- _DATA LINES_:

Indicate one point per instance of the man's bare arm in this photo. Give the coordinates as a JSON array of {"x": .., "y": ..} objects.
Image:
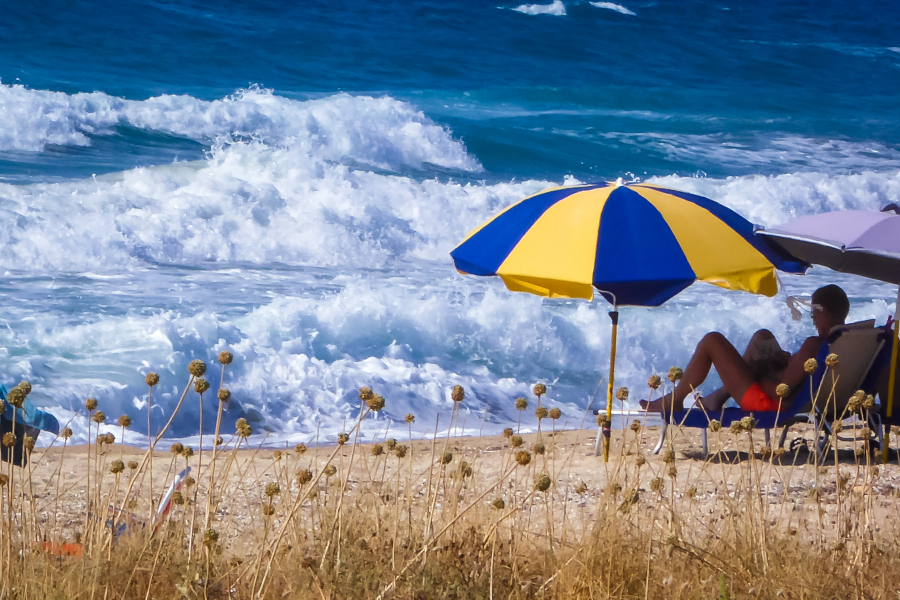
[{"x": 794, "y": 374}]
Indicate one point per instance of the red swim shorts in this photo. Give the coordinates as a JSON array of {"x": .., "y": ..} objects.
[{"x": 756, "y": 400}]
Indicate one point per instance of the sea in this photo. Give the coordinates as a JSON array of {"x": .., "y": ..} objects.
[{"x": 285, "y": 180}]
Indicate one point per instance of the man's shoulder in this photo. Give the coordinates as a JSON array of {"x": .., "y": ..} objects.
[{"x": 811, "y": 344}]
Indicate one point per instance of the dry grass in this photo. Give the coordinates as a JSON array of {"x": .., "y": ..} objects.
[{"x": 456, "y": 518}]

...

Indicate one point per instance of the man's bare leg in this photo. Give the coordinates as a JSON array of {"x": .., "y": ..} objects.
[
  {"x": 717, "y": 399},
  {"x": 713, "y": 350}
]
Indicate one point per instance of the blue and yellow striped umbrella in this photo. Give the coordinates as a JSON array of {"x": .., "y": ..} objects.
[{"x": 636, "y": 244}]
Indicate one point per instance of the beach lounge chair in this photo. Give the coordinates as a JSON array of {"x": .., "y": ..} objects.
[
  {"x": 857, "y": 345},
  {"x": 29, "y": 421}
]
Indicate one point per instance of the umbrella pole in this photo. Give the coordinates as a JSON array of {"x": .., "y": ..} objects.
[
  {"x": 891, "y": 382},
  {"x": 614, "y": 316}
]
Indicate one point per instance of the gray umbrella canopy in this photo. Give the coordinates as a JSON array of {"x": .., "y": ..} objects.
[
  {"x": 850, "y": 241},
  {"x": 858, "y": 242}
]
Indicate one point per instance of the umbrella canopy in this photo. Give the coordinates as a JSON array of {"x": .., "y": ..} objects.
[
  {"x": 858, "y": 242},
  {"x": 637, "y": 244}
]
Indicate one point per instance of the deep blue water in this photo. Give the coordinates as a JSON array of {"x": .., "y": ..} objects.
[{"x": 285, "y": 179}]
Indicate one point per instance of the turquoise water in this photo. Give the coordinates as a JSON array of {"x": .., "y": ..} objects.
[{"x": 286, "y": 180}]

* * *

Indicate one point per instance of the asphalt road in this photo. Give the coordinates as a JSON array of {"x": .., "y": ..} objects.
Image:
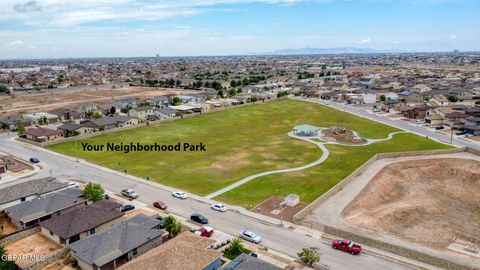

- _EXERCISE PROMPT_:
Tally the lines in the listing above that contain the string "canopy" and give only that number.

- _FINISHED ANSWER_:
2